-------- DATA TO USE --------
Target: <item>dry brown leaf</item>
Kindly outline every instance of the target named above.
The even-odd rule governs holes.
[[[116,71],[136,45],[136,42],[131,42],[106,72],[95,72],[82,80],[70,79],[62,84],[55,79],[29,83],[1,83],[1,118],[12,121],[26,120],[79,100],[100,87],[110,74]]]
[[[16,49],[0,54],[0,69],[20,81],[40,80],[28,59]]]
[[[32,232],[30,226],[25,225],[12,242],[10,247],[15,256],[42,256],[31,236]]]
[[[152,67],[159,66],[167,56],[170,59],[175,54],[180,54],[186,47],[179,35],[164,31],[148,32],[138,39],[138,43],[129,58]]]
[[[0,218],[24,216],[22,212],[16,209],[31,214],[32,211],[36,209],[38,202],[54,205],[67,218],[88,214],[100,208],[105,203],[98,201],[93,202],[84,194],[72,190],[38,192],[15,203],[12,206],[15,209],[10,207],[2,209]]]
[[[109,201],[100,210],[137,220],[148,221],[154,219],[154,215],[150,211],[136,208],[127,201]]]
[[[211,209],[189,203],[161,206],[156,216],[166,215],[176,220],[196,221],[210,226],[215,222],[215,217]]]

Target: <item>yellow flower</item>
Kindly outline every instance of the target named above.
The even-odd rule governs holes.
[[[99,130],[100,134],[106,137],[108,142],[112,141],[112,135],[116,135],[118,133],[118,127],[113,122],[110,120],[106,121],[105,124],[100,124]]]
--------
GIVEN PROBLEM >> Rewrite the entries above as a Markdown table with the columns Row and Text, giving each non-blank line its own numbered row in order.

ANSWER TO THIS TASK >>
| Row | Text |
|---|---|
| 1 | Target: <item>dry brown leaf</item> |
| 2 | Kindly outline every instance of the target named above. |
| 3 | The even-odd rule governs holes. |
| 4 | [[[116,71],[136,45],[136,42],[131,42],[106,72],[95,72],[82,80],[70,79],[62,84],[55,79],[29,83],[1,83],[1,118],[12,121],[26,120],[79,100],[100,87],[110,74]]] |
| 5 | [[[16,49],[0,54],[0,69],[20,81],[40,80],[28,59]]] |
| 6 | [[[32,232],[30,226],[25,225],[12,242],[10,247],[15,256],[42,256],[31,236]]] |
| 7 | [[[152,67],[159,66],[167,56],[170,59],[175,54],[180,54],[186,47],[179,35],[164,31],[148,32],[138,39],[138,43],[129,58]]] |
| 8 | [[[0,218],[24,216],[22,212],[16,209],[31,214],[32,211],[36,209],[38,202],[54,205],[67,218],[88,214],[100,208],[105,203],[98,201],[93,202],[84,194],[72,190],[38,192],[15,203],[12,206],[15,209],[10,207],[2,209]]] |
| 9 | [[[109,201],[100,210],[137,220],[148,221],[154,219],[154,215],[150,211],[136,208],[127,201]]] |
| 10 | [[[211,209],[189,203],[161,206],[156,216],[166,215],[176,220],[196,221],[210,226],[215,222],[215,217]]] |
| 11 | Target: <item>yellow flower</item> |
| 12 | Kindly outline every instance of the target named above. |
| 13 | The even-odd rule governs holes. |
| 14 | [[[99,130],[100,134],[106,137],[108,142],[112,141],[112,135],[116,135],[118,133],[118,127],[113,122],[110,120],[106,121],[105,124],[100,124]]] |